> [PROBLEM TO WORK ON]: Could you transcribe each entry below exactly, minus the images?

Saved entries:
-=-=-

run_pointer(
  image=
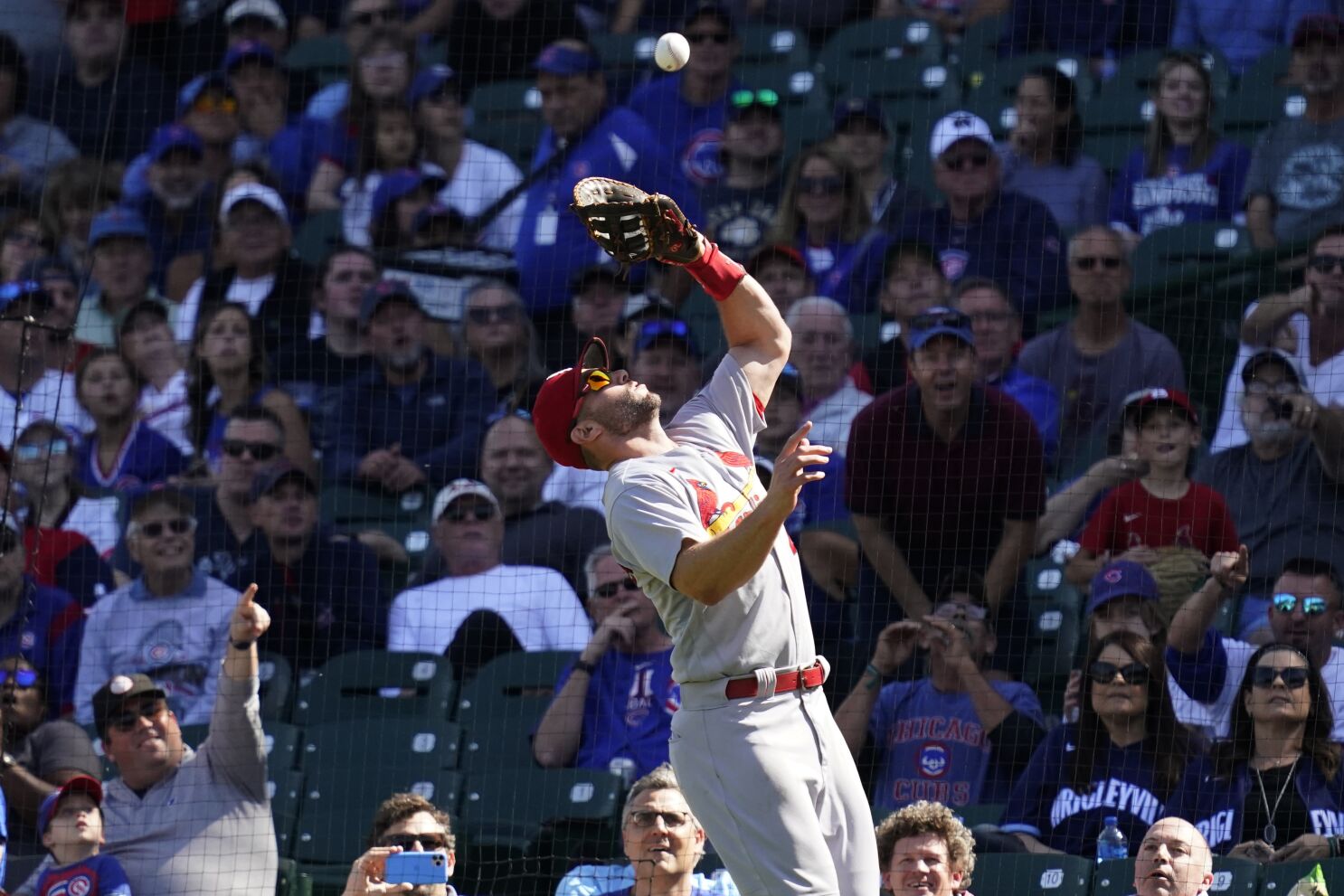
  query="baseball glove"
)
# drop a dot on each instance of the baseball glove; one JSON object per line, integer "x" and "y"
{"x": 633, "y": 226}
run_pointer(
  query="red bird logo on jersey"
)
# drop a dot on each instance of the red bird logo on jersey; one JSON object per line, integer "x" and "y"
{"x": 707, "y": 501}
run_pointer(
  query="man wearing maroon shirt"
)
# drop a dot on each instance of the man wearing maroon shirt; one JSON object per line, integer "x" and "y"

-=-=-

> [COMPLETED TASK]:
run_pointer(
  image=
  query="baseball glove"
)
# drop a dot on each instance of the baseball glove; one JSON object per line, integer "x" and "y"
{"x": 633, "y": 226}
run_pointer(
  query="red bird logo on jersey"
)
# drop a dot on each instance of the red bird logo on jersey; one JSON object per line, integer "x" and "y"
{"x": 707, "y": 501}
run_pointer(
  query="man wearing maroon shirt"
)
# drop a dot on each instance of the man wearing maroon shirt; one JSON object per line, integer "x" and "y"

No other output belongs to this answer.